━━━ 抜粋文 ━━━
本発明の特徴は、各リモコンの動作状況を室内機が管理し、リモコンの操作が重なった時にリモコン用の電流容量を越えないように、室内機が動作中のリモコンのバックライトの輝度を指示することである。
【実施例1】
【0015】
図1は本発明による空調機システムの実施例を示すブロック図である。この空調機システムは、室外機30と複数の室内機20a,20b,20e・・・20xと、ワイヤードリモコンからなるグループリモコン10a,10b,10c,10dとを備えている。室外機30と各室内機とは通信線1で通信接続(主通信)されており、また、各室内機と各グループリモコンとはリモコン接続線2で通信接続(リモコン通信)されている。なお、リモコン接続線2には通信信号の他に、各グループリモコンを駆動する電源が予め定められた特定の1台の室内機(電源供給室内機)から供給されるようになっている。
【0016】
図2は本発明による空調機システムの室内機の実施例を示すブロック図である。この室内機20aは他の室内機と同じ構成であるため、室内機20aを代表的に説明する。
【0017】
室内機20aは、各グループリモコンとリモコン接続線2を介してデータ通信を行うと共にリモコン接続線2に電源を重畳する通信・電源重畳部21と、室内の温度を検出する室温検出部27と、データを記憶する記憶部25と、室外機30や他の室内機と通信を行う通信部22と、送風ファンモータ23と、上下風向板用ステッピングモータ24と、これらを制御する室内機制御部26と、交流電源4を入力して直流電源Vccを出力する電源部28と、この直流電源Vccを各グループリモコンを駆動する電源として通信・電源重畳部21へ供給するか否かを切り換えるリモコン電源供給スイッチ29とを備えている。
━━━ 記録一覧 ━━━
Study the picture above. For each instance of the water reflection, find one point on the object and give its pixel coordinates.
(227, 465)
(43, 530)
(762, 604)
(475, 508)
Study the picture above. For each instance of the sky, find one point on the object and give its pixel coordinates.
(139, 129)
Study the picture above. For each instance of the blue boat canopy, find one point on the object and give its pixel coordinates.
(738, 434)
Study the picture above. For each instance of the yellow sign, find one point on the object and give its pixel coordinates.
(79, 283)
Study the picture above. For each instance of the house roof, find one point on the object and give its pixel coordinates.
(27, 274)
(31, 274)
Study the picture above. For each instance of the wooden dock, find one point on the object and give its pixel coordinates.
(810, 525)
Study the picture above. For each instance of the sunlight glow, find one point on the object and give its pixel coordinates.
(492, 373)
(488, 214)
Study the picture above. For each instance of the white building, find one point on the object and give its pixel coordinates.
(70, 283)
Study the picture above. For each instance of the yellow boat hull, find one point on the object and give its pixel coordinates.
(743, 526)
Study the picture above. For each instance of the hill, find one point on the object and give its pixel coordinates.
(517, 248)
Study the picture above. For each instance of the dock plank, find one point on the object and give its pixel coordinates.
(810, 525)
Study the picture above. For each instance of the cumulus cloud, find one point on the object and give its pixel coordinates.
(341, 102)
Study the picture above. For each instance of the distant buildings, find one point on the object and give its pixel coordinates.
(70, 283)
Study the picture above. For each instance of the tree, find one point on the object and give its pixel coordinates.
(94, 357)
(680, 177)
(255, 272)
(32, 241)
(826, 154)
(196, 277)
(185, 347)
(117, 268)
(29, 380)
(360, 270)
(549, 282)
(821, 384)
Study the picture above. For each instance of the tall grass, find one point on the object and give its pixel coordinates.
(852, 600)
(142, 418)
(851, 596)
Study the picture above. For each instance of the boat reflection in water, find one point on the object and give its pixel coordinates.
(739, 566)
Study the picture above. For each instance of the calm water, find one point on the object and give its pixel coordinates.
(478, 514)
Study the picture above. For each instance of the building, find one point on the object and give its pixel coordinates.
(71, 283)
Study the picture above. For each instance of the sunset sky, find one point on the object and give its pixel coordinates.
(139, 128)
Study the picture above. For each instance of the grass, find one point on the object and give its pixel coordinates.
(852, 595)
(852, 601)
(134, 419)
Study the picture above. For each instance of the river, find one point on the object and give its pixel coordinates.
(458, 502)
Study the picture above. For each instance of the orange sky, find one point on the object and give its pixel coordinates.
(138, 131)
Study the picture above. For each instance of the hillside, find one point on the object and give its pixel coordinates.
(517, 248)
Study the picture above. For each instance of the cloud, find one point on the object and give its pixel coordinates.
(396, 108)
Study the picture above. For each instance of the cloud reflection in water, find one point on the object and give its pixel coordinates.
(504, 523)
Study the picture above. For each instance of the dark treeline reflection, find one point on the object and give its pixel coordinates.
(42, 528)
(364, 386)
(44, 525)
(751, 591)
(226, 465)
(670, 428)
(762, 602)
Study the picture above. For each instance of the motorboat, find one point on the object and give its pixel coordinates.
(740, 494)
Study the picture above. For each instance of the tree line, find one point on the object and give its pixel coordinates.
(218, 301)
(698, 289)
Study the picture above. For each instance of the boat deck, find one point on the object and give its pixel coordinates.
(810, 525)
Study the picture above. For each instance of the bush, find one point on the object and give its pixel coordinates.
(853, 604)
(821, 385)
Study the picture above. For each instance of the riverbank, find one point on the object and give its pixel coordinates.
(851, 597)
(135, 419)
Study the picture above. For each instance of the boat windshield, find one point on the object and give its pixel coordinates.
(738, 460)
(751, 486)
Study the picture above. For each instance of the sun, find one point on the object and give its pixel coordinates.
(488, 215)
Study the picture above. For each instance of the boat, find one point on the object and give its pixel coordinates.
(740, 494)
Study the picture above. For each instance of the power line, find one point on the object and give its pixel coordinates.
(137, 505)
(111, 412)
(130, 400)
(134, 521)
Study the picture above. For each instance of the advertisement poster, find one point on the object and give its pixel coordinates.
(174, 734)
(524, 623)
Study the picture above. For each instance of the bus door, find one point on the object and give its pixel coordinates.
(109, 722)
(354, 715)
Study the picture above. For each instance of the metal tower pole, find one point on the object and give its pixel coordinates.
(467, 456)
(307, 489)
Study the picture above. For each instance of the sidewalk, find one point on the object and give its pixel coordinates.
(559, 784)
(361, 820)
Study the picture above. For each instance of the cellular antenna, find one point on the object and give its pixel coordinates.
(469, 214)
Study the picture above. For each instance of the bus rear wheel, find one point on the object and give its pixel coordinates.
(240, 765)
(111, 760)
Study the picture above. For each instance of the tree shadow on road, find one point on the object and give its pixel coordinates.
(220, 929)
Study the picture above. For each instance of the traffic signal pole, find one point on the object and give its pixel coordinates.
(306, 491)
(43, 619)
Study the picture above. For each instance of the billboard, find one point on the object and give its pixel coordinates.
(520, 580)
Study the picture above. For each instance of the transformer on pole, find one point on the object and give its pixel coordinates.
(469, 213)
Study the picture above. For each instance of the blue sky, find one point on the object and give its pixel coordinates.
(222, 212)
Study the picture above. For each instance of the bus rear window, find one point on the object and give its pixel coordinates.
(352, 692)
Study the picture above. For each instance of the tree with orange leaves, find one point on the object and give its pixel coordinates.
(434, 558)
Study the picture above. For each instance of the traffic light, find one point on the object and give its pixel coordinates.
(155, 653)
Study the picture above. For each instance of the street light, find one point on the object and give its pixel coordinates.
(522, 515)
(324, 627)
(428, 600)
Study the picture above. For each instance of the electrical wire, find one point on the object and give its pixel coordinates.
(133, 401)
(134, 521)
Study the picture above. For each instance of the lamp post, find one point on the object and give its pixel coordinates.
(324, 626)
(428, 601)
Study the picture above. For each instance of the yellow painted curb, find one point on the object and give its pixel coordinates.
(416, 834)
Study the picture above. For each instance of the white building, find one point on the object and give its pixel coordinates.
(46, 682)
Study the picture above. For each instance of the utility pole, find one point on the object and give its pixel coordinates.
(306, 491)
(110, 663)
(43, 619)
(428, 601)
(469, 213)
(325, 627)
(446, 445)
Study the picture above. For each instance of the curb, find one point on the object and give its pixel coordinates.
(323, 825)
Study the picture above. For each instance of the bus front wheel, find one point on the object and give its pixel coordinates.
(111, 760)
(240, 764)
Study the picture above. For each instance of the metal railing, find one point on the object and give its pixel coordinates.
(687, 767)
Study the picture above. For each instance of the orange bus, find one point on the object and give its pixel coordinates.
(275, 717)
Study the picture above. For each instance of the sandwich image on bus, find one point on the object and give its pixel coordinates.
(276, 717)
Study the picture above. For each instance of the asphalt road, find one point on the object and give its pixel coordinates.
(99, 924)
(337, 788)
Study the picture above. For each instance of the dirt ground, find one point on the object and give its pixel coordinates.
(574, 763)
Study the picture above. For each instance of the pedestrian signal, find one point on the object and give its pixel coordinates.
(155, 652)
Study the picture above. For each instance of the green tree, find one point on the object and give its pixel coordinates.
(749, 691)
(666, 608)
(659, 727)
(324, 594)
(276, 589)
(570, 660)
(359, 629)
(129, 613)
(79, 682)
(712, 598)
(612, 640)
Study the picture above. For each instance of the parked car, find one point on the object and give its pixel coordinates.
━━━
→ **取り組む課題**: 記録より前に置かれた空調機システムの文章を、最後の文の後から書き継いでください。

→ **回答**:
なお、リモコン接続線2は1対の電線で構成されており、一方の電線は機器のアース線(グランド線)として利用されており、他方の電線に通信信号と直流電源Vccが印加される。
【0018】
また、リモコン電源供給スイッチ29を閉にすることで各リモコンの駆動用電源をリモコン接続線2へ供給することができる。前述したように、複数の室内機のうち特定の室内機、この実施例では室内機20aのリモコン電源供給スイッチ29を閉とし、他の室内機のリモコン電源供給スイッチ29を開とする。なお、このリモコン電源供給スイッチ29の状態は室内機制御部26で読み取ることができるため、設置要員によりこのスイッチが閉にされた室内機がすべてのグループリモコンの電源を管理することになる。この電源を管理する室内機が電源管理室内機となる。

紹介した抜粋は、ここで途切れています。